Excerpts from a detection dataset:
________________________

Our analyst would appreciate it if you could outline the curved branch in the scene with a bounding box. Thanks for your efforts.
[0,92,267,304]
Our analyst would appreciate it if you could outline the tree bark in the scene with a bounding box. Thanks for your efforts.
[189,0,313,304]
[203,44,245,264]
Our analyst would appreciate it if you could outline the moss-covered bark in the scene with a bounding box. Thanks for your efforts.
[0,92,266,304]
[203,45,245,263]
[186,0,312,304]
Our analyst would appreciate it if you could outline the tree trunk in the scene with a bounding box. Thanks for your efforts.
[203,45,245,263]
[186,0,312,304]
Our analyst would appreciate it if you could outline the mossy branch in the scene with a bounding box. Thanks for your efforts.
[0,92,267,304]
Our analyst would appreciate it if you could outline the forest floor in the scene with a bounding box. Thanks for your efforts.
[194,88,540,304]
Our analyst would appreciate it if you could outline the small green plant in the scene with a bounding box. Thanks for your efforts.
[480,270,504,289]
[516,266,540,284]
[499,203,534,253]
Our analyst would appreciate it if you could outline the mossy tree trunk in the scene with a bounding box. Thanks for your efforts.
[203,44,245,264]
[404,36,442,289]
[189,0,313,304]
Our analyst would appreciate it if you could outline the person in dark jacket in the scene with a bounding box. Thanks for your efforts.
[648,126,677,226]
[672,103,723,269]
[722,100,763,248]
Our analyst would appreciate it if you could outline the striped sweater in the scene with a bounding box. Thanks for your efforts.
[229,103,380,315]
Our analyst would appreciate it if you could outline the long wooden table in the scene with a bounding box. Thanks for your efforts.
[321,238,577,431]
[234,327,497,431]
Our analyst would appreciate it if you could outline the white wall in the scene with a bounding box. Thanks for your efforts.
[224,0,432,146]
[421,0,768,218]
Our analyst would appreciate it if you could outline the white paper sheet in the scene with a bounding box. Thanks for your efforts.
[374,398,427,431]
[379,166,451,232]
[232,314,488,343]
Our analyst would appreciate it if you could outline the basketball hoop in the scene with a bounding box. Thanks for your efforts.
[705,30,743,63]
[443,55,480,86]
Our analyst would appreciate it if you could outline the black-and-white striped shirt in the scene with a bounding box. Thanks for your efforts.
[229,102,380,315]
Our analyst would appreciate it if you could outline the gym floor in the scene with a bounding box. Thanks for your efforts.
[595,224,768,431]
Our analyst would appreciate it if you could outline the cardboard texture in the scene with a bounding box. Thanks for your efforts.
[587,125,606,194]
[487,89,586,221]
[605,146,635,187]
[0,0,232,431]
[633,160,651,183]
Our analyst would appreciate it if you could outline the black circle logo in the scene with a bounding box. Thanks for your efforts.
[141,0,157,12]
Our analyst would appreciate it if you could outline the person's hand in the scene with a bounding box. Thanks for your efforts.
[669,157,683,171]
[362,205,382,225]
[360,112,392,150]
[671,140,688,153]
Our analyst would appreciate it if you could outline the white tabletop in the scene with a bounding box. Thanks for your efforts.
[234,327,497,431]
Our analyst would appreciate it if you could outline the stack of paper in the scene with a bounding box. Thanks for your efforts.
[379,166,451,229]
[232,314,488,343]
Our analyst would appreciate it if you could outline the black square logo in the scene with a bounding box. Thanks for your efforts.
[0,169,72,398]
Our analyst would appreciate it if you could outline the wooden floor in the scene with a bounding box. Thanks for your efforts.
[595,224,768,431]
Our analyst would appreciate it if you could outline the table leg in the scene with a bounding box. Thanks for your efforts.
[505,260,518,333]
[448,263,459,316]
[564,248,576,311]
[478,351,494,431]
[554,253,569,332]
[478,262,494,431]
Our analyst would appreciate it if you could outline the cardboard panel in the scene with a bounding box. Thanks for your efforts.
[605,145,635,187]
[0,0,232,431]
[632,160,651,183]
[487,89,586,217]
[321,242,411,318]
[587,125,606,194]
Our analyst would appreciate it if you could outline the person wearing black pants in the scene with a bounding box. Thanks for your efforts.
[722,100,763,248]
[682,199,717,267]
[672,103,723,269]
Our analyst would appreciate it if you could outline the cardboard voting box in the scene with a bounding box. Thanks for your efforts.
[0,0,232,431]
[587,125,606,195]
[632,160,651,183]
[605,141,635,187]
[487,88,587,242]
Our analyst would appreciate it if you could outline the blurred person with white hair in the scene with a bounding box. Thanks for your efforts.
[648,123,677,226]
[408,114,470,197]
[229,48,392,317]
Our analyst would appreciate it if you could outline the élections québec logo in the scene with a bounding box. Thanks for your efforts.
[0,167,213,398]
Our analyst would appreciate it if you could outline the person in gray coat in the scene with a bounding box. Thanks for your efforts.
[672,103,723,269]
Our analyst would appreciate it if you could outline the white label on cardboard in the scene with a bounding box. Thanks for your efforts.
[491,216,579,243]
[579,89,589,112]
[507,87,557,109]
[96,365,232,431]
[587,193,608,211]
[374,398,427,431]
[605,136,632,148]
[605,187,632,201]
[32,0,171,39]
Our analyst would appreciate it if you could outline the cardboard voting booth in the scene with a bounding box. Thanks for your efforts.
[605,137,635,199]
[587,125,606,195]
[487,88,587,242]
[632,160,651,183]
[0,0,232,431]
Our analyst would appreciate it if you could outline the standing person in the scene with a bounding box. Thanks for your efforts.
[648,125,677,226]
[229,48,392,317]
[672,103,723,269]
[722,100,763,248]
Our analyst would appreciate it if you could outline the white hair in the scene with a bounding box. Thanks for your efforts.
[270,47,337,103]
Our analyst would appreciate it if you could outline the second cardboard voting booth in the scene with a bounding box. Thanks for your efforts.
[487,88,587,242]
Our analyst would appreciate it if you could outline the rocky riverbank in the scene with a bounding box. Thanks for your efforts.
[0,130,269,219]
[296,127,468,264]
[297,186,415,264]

________________________

Work required –
Swap "analyst" for "reviewer" in every one of the lines above, and leave the rest unchanged.

Task response –
Our reviewer would appreciate it if you could outline the curved branch in the scene with a bounding box. Thanks for your efforts.
[0,92,267,304]
Our reviewer would appreciate it if you could outline the tree bark in the scene with a bounding box. Thanks for your efforts.
[189,0,313,304]
[203,44,245,264]
Our reviewer would appreciate it if you could outline the moss-covered bark in the scene with a bounding box. Thanks for your efforts.
[0,92,266,304]
[203,45,245,263]
[186,0,312,304]
Our reviewer would appreciate it if you could outline the tree trunk in the scene with a bounding box. Thanks for your efforts.
[203,45,245,263]
[186,0,312,304]
Our reviewer would appreciate it if you could outline the mossy branch in the scene with a bounding box. Thanks for your efforts.
[0,92,267,304]
Our reviewer would appreciate it if you could outline the forest floor in the scene with a bounding box. Thanks for your efforts.
[194,88,540,304]
Our reviewer would appreciate it if you could outline the small green plant in the scene with a bounding box. Thanks for your efforts.
[480,270,504,289]
[516,266,540,284]
[499,203,534,253]
Our reviewer would appreciate it if you could outline the mossy tree trunk in the scene with a bounding box. Thanks for your efforts.
[203,44,245,264]
[404,36,442,289]
[189,0,313,304]
Our reviewer would appreciate it if you could outline the person in dark jacket in the scene with a bounding box. Thanks for your efforts.
[648,126,677,226]
[672,103,723,269]
[722,100,763,248]
Our reviewer would appreciate it if you could outline the striped sweater in the scene with a bounding box. Thanks for your efforts.
[229,103,380,315]
Our reviewer would appreciate it if you could outline the long wooden table in the scene with a bounding box. Thanks for your efforts.
[321,238,577,431]
[234,327,497,431]
Our reviewer would appreciate it if you could outline the white wall in the scene with a bounding box. Thanks for your efforts.
[224,0,432,146]
[421,0,768,218]
Our reviewer would appreciate it if you could outline the white paper sheet in the scene with a bounding box. Thanks for your efforts.
[374,398,427,431]
[379,166,451,232]
[232,314,488,343]
Our reviewer would appreciate it if you could outline the basketball hoop in the scene with a bounding box. Thanks for your efforts.
[705,30,743,63]
[443,55,480,86]
Our reviewer would appreciate it if you could outline the black-and-white striped shirt in the scene with a bounding box. Thanks for your efforts.
[229,102,380,315]
Our reviewer would appreciate it if you could outline the gym floor in the scene with a bounding box. Thanks for your efforts.
[595,224,768,431]
Our reviewer would appreciate it if you could outline the cardboard texture in the scene with a bounding box. Thanks for your efforts.
[587,125,606,194]
[487,89,586,221]
[605,146,635,187]
[0,0,232,431]
[633,160,651,183]
Our reviewer would appreciate it if you could outline the black circle logo in the scene with a bounding box. Thanks for your efforts.
[141,0,157,12]
Our reviewer would appreciate it if you could outline the person's hand in the scene with a bounding box. Thanks for your efforts.
[669,157,683,171]
[362,205,382,225]
[360,112,392,150]
[671,140,688,153]
Our reviewer would appreciate it if you could outline the white tabletop in the scene with a bounding box. Thanks for your efforts.
[234,327,497,431]
Our reviewer would appreciate it if you could outline the stack of paper in the scene with a bounding box. Thanks for your efforts.
[379,166,451,229]
[232,314,488,343]
Our reviewer would appreciate it if you could outline the black square logo in the scene with a bounding box. Thanks for your efforts.
[0,169,72,398]
Our reviewer would appreciate it if you could outline the wooden floor in the scene with a bounding box. Thanks for your efforts.
[595,224,768,431]
Our reviewer would appreciate it if you could outline the table leg in the scene with a bounding box. Thanks for your efforts.
[505,260,518,333]
[448,263,459,316]
[564,248,576,311]
[478,351,494,431]
[554,253,569,332]
[478,262,494,431]
Our reviewer would appreciate it if you could outline the cardboard panel in the scene with a bounding box. Thanks for your efforts.
[605,145,635,187]
[0,0,232,431]
[632,160,651,183]
[487,89,586,217]
[321,242,411,318]
[587,125,606,194]
Our reviewer would appreciate it if you could outline the person wearing black pants in the scene with a bounding box. Thanks for your efforts.
[722,100,763,248]
[682,199,717,267]
[672,103,723,269]
Our reviewer would appreciate it if you could outline the cardboard voting box in the scene with a bounding box. Thanks for your efforts.
[0,0,232,431]
[587,125,606,195]
[632,160,651,183]
[605,141,635,187]
[487,88,587,242]
Our reviewer would appreciate it if you could outline the blurred person with white hair in the scene with a bounding box. Thanks for your efforts.
[648,123,677,226]
[408,114,470,197]
[229,48,392,317]
Our reviewer would appreciate it if you could outline the élections québec logo in the scene with a bounding box. Thanks for your efforts.
[0,167,213,398]
Our reviewer would appreciate it if you could outline the person in gray coat in the scene with a bounding box. Thanks for your efforts.
[672,103,723,269]
Our reviewer would appreciate it if you could outline the white label on cardboard in the scene with a bounding box. Thanks for your efforts.
[491,216,579,243]
[579,89,589,112]
[507,87,557,109]
[96,365,232,431]
[587,193,608,211]
[374,398,427,431]
[605,136,632,148]
[605,187,632,201]
[32,0,171,39]
Our reviewer would appreciate it if you could outline the cardboard voting booth in the scene with a bounding box. Thanks for your efforts.
[605,137,635,199]
[587,125,606,195]
[487,88,587,242]
[632,160,651,183]
[0,0,232,431]
Our reviewer would appreciate it if you could outline the standing person in the scene with a bounding box. Thanks for your efforts.
[648,125,677,226]
[229,48,392,317]
[672,103,723,269]
[722,100,763,248]
Our reviewer would appreciate it if you could outline the white hair in the scene with a bounding box. Thanks for your efforts.
[270,47,337,103]
Our reviewer would appreciate it if you could outline the second cardboard voting booth in the scene with a bounding box. Thanks for your efforts.
[487,88,587,242]
Our reviewer would appreciate it if you could outline the rocky riverbank in the scene with a bounding box. Thanks for your efforts.
[0,130,269,219]
[296,127,468,264]
[297,186,415,264]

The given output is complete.